• _Work required_:
Print the whole listing, keeping every line exactly as given.

——

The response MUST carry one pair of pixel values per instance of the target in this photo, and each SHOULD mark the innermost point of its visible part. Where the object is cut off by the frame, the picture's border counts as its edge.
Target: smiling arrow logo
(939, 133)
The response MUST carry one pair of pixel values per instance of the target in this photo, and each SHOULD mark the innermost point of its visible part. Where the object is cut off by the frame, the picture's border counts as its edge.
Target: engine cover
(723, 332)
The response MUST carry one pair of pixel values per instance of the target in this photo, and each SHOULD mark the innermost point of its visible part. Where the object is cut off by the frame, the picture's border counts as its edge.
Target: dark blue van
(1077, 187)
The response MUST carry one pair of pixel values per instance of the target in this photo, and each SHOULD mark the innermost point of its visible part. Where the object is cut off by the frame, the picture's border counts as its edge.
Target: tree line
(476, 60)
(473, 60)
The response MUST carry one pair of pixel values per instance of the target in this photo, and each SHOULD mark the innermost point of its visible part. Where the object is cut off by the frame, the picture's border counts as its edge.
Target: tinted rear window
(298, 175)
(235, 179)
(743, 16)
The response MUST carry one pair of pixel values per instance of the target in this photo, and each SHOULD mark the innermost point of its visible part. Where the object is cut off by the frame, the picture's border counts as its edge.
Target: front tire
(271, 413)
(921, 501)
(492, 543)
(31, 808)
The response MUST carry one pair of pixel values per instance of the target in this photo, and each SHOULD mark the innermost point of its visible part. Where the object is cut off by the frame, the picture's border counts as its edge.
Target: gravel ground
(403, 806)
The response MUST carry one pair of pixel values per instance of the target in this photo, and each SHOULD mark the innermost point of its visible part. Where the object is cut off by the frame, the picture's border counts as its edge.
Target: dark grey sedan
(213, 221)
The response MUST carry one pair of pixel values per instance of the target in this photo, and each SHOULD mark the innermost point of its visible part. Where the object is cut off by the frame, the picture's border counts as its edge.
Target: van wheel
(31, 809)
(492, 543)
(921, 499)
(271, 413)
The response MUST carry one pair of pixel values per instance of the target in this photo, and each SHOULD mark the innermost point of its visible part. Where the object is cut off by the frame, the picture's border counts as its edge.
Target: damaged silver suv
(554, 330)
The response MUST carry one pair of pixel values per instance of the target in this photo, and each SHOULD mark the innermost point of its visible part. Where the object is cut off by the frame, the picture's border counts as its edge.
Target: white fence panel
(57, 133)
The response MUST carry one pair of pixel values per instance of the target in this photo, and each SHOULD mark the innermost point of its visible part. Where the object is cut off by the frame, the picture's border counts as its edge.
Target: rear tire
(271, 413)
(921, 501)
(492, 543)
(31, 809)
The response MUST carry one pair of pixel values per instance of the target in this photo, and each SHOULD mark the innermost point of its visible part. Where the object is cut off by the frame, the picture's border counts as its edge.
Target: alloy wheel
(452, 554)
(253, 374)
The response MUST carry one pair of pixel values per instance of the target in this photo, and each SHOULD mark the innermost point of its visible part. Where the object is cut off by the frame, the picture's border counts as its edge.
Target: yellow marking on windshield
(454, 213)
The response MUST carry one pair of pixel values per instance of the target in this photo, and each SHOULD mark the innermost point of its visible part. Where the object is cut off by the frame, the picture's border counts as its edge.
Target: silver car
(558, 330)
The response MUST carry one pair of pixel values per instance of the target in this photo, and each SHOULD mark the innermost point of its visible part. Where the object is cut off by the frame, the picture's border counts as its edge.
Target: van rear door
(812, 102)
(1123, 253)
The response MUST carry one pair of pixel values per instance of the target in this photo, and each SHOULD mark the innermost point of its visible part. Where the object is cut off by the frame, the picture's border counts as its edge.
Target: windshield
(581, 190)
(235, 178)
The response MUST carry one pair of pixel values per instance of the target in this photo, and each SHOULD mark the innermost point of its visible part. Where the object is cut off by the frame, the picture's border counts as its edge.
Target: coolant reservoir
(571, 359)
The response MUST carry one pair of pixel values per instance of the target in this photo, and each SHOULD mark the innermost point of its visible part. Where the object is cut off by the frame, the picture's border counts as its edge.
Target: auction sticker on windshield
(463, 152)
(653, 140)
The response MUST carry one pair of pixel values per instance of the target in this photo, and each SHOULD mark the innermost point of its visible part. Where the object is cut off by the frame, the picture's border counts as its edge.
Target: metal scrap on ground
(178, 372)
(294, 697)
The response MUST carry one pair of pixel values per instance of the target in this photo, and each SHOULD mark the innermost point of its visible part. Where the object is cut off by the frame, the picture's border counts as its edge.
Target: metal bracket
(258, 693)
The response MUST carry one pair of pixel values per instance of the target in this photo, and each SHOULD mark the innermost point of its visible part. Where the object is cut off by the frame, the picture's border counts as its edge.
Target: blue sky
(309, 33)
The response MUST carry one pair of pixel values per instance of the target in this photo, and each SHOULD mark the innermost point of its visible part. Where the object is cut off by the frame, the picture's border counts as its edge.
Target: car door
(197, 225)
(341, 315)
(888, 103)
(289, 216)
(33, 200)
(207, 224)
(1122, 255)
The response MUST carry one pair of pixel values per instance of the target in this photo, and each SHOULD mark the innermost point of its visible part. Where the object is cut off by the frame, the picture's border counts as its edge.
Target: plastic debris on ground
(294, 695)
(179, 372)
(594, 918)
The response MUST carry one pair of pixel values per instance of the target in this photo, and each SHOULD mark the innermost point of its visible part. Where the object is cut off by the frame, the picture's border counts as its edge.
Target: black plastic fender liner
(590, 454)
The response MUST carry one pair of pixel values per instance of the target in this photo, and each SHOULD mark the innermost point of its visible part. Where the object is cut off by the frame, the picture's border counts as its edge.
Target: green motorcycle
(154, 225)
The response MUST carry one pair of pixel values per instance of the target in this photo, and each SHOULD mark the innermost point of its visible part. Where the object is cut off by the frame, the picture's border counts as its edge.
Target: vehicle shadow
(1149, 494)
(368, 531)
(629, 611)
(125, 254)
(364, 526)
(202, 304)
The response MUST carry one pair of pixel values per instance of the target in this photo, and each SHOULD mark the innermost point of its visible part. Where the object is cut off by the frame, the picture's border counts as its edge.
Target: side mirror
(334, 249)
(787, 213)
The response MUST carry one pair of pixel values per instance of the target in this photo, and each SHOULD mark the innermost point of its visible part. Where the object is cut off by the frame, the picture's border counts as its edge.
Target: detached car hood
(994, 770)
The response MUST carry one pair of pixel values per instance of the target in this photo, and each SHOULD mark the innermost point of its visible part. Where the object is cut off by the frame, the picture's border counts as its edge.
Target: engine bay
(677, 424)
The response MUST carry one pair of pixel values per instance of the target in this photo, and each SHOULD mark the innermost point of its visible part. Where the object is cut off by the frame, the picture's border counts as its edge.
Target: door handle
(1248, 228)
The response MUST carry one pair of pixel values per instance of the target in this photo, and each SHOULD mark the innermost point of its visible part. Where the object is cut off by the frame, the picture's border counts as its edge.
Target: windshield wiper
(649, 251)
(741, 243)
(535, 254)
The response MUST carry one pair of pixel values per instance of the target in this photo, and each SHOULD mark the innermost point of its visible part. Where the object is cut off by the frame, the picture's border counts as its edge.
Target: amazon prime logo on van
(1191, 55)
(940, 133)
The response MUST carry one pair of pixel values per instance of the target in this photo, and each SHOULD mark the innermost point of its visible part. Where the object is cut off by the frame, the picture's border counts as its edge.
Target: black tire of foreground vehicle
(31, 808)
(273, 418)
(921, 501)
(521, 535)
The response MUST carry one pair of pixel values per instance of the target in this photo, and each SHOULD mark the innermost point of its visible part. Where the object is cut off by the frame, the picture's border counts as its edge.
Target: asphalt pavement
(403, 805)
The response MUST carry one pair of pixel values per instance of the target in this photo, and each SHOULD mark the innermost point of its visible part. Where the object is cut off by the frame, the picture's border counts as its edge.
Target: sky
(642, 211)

——

• _Your solution_:
The response MUST carry one pair of pixel values per instance of the target in this photo, and each SHOULD mark the innermost point of its visible part. Where the object is cut off by the frame, the picture's border counts as its edge.
Target: smiling arrow logo
(939, 133)
The response MUST carry one pair of pixel values per instance of the target in this photo, and each SHOULD mark the innermost point of its visible part. Where the object is cut off by the frame, the picture's border counts as its edge.
Target: engine cover
(723, 332)
The response MUST carry one pair of pixel values per instance of the target in this photo, and each SHOULD mark the innermost point of its visible part. Where the object is cut off by the frame, the picture's border counts as its edge.
Target: dark blue van
(1077, 187)
The response MUST carry one pair of pixel values per instance of the target in this photo, and each SHOULD mark the innermost point of its visible part. Where the object is cut off by the frame, the picture's border counts as its edge.
Target: tree line
(476, 60)
(473, 60)
The response MUST carry one pair of pixel values per instance of the target in this photo, and each SHOULD mark the innermost point of its visible part. Where the object is cut off by the frame, the picture's border counts as its edge.
Target: tinted rear window
(298, 175)
(235, 179)
(743, 16)
The response MUST carry one pair of pixel values per instance of the target in this photo, and each SHOULD mark the innermost point of its visible part. Where the object is cut off by the frame, the picture's border counts as its edge.
Target: front tire
(271, 413)
(921, 501)
(492, 543)
(31, 808)
The response MUST carry one pair of pixel values per instance of the target in this photo, and each SHOULD mark the innermost point of its visible part. Where the object is cut off by the frame, the picture's border counts as its edge.
Target: gravel ground
(403, 806)
The response MUST carry one pair of pixel values per instance of the target in this photo, and each SHOULD mark the innermost point of its visible part. Where the object is cut off by the frame, the picture's border counts as its edge.
Target: dark grey sedan
(213, 221)
The response MUST carry one pair of pixel values per instance of the target in this photo, and each SHOULD mark the innermost point of its visible part. Where the object is cut off by the frame, the picture's border counts as its edge.
Target: van wheel
(31, 809)
(492, 543)
(921, 499)
(271, 413)
The response MUST carry one pair of pixel values per instance of the target in this photo, and each SHOULD mark the innermost point of its visible part. Where the object is cut off by the frame, the picture's border counts as its edge.
Target: damaged silver suv
(554, 330)
The response MUST carry one pair of pixel values per instance of the target in this photo, and each SHOULD mark the innermost point of its visible part. Where the object is cut off by the frame, the picture's border counts as its edge.
Target: white fence panel
(57, 133)
The response MUST carry one pair of pixel values per instance of the target in this photo, and each SHOULD mark the innermost point of its visible part. Where the object is cut off by the frame, the picture's border counts as its edge.
Target: rear tire
(271, 413)
(921, 501)
(492, 543)
(31, 809)
The response MUST carry one pair of pixel values per instance of the target in this photo, and each SHOULD mark the innermost point of its visible part. Where the object is cut off by the frame, the picture's border counts as its edge.
Target: alloy wheel
(452, 554)
(253, 374)
The response MUST carry one pair of pixel values per instance of the target in this photo, and each SHOULD mark the innermost point of its visible part. Where the object is cut off by the frame, the picture's border counts as its edge.
Target: yellow marking on windshield
(454, 213)
The response MUST carry one pair of pixel values per instance of the target in this photo, and each SHOULD mark the innermost point of its visible part. Where the object is cut off by the frame, the picture's border counts as its edge.
Target: silver car
(558, 330)
The response MUST carry one pair of pixel values per instance of the target in this photo, and each SHOULD mark the innermost point of its visible part. Where the object is cut off by the frame, the picture's border counts as its edge.
Target: van rear door
(812, 102)
(1123, 253)
The response MUST carry one pair of pixel values per instance of the target in this photo, and each SHOULD mark the innermost point of its visible part. Where the object is cut off by the frame, the picture's border counts as its edge.
Target: windshield
(581, 190)
(235, 178)
The response MUST carry one pair of pixel values per instance of the target in this photo, and each SHOULD mark the innermost point of its visible part. Where the object is cut off by the frame, the picture's border counts as its edge.
Target: coolant reservoir
(571, 359)
The response MUST carry one pair of pixel values per instance of the target in this photo, and each SHOULD mark the innermost point of its visible part. Where the object is cut off by the frame, the picture's border counts as its edge.
Target: auction sticker on windshield
(463, 152)
(653, 140)
The response MUST carry one pair of pixel values per instance of the target in this photo, and each SHOULD mark the innermost point of its visible part. Where the object is cut off by the frame, the picture's border counts as its edge.
Target: metal scrap on ground
(178, 372)
(294, 697)
The response MUST carry one pair of pixel values per instance of the target in this photo, and each SHOULD mark the innermost point of its visible part. Where the object is cut off by the frame, the picture's border counts as its edge.
Target: metal bracket
(258, 693)
The response MUST carry one pair of pixel values per instance of the target in this photo, and each SHOULD mark the innermost point of its visible part. Where the object is cut off by the frame, the picture's border counts as its edge.
Target: blue sky
(309, 33)
The response MUST carry one pair of pixel values per instance of the target in this photo, and each SHOULD mark the innermost point of its visible part. Where the object is cut off by the frame, the picture's border counts as its edge.
Target: car door
(197, 225)
(341, 315)
(888, 103)
(289, 216)
(33, 200)
(207, 224)
(1122, 255)
The response MUST carry one pair of pixel values per instance of the target in this photo, and each SHOULD mark the innermost point of its visible part. Where the object is cut off by the frame, the picture's border counts as its edge.
Target: plastic debris on ground
(294, 695)
(179, 372)
(594, 918)
The response MUST carry one pair of pixel values per instance of the target in this photo, and each SHOULD mark the innermost point of its visible part. Where the object is cut off by the frame, the picture's border counts as its edge.
Target: black plastic fender liner
(590, 454)
The response MUST carry one pair of pixel values per instance of the target in this photo, and each SHOULD mark the innermost point of its visible part. Where the object is cut off by the frame, the picture's border counts as its edge.
Target: green motorcycle
(154, 225)
The response MUST carry one pair of pixel values per instance of the target in this photo, and each SHOULD mark the innermost point of its visible part. Where the object is cut off by the frame, the picture's border counts as its edge.
Target: vehicle shadow
(1149, 494)
(368, 531)
(629, 611)
(125, 254)
(364, 526)
(202, 304)
The response MUST carry one pair of pixel values per instance of the target in this photo, and each SHOULD mark the innermost point of its visible part. Where the object is cut off by the frame, the picture's border counts as its edge.
Target: side mirror
(334, 249)
(787, 213)
The response MUST carry one pair of pixel values per instance of the target in this photo, and each SHOULD mark the innermost point of its visible part. Where the object is cut off by the frame, the picture's border counts as its edge.
Target: detached car hood
(994, 770)
The response MUST carry one pair of pixel values per instance of the target in this photo, and each SHOULD mark the innermost point of its visible part. Where the object is cut off by the frame, the picture's border counts as its edge.
Target: engine bay
(677, 424)
The response MUST carry one pair of pixel values per instance of the target in this photo, and each SHOULD mark the innermost point of its visible part. Where the object is cut off by the frame, the picture's border counts as its edge.
Target: door handle
(1248, 228)
The response MUST carry one pair of pixel values per instance of the target in this photo, and each SHOULD mark the innermost point of its visible part. Where the object is cut off by the frame, the picture's border counts as its edge.
Target: windshield wiper
(649, 251)
(741, 243)
(535, 254)
The response MUST carry one pair of pixel values per instance of the target in this photo, and each SHOULD mark the innermost point of its visible part. Where the object is cut off by the frame, the picture's border counts as its edge.
Target: amazon prime logo on van
(1191, 55)
(940, 133)
The response MUST carry one pair of pixel values per instance of the target in this photo, and each SHOULD mark the innermost point of its visible part. Where the object is cut off by the frame, the picture's border counts as its edge.
Target: black tire of foreground vehicle
(31, 808)
(273, 418)
(921, 501)
(521, 535)
The response MUST carry one pair of pixel values per instance of the target in this photo, and each SHOULD mark the innermost point of its visible part. Where the object is cut off by the frame, the picture's border counts as its edge.
Target: asphalt pavement
(403, 805)
The response MUST carry one pair of pixel values per instance of the target in this photo, and each SHOULD mark the innermost point of its visible part. Where the object is cut off by the frame, the picture's border counts as its edge.
Target: sky
(642, 211)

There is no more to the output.